◆ **Exercice 1**: D'après le texte sur la biodiversité en France, quel rang la France occupe-t-elle parmi les pays qui hébergent le plus grand nombre connu d'espèces menacées ?
◆ **Exercice 2**: Rédigez la suite du texte sur la biodiversité en France, à partir de sa dernière phrase.

Quid de l’état de santé de notre biodiversité
Afin de mettre les choses en perspective, notamment par rapport au fait que 10 % des espèces au monde sont sur notre territoire, il faut tout d’abord savoir que la France est le 6e pays hébergeant le plus grand nombre connu d’espèces menacées selon la liste rouge de l’UICN.
Plus de 128.000 espèces ont pu faire l’objet d’un travail d’évaluation de leur état de santé dans le monde. Plus de 35.00 sont considérées comme en danger. Rien qu’en France, où plus de 13.800 espèces évaluées, on dénombre plus de 2.400 espèces menacées, et 7.259 espèces protégées sur au moins une partie du territoire.
À titre d’exemple en Métropole, se sont 19 % des poissons d’eau douce qui sont en danger, 13 % des requins, raies et chimères ou encore 11 % des mollusques continentaux.
Qu’en est-il de la répartition de toutes ces espèces ?
Alors que nous sommes un pays qui est censé être à un très bon niveau de connaissance de notre territoire, il y a peu nous n’avions de données sur la répartition des espèces de notre territoire que pour 33 % d’entre elles à peine. En Outre-mer cette proportion tombait à 23 % !
D’après l’Inventaire National du Patrimoine Naturel (INPN d’où ces chiffres sont tirés), 66 % des groupes d’espèces ont une répartition mal connue en métropole.

◆ **Lignes affichées**:
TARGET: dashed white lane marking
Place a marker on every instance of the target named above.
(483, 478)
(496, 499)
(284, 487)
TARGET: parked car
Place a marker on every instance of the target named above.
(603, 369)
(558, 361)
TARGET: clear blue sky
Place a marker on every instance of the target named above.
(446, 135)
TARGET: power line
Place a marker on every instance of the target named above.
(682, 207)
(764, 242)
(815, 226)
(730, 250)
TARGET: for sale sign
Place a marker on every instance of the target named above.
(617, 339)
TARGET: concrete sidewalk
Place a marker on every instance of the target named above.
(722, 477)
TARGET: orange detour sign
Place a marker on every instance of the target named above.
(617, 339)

◆ **Réponse attendue 1**: Elle est au 6e rang, selon la liste rouge de l'UICN.

◆ **Réponse attendue 2**:
Aujourd’hui, on ne dispose de données que pour 55 % des espèces de métropole et seulement 44 % outre-mer !
Ces chiffres sont assez effrayants au regard du besoin que l’on a de savoir où sont présentes les espèces. Car, en effet, avoir un réel état des lieux de la répartition des espèces est un outil indispensable à la mobilisation d’outils pour les préserver.
Réglementation de l’urbanisme, élaboration de réserves naturelles nationales ou régionales, limitation des infrastructures routières et de leur impact sur la faune sauvage, incitation aux pratiques agricoles respectueuses de l’environnement… Les dispositifs pour favoriser et préserver la biodiversité existent, encore faut-il savoir de quelle biodiversité on parle !
Dans le monde nous avons désormais des données scientifiques de description de plus de 2 millions d’espèces. Mais pour ce qui est des espèces encore à découvrir, là, les projections sont réellement très compliquées, il suffit de voir la quantité incroyable de biodiversité que l’on a découvert récemment profondément enfouie sous terre.
À l’heure actuelle on estime le nombre total d’espèces sur terre se situant entre 8 et 12 millions…
Ces chiffres en disent long autant sur le nombre astronomique d’espèces, dans un cas comme dans l’autre, qu’il nous reste à découvrir avant qu’elles ne disparaissent, mais aussi sur l’étendue de notre méconnaissance du monde du vivant.
Mieux connaitre, mieux protéger !
À la lecture de ces chiffres on comprend bien que la tâche est d’ampleur. Si les politiques publiques ne suivent pas forcément en matière de financement, la société civile, notamment travers les sciences participatives, se mobilise avec les moyens qu’on lui donne.
Connaître les espèces qui évoluent sur notre territoire devient d’une urgence cruciale. Sans cette connaissance, il nous est tout simplement impossible de mieux comprendre les milieux et les interactions qui s’y jouent. De fait, il nous est également impossible de protéger ce que nous ne connaissons pas.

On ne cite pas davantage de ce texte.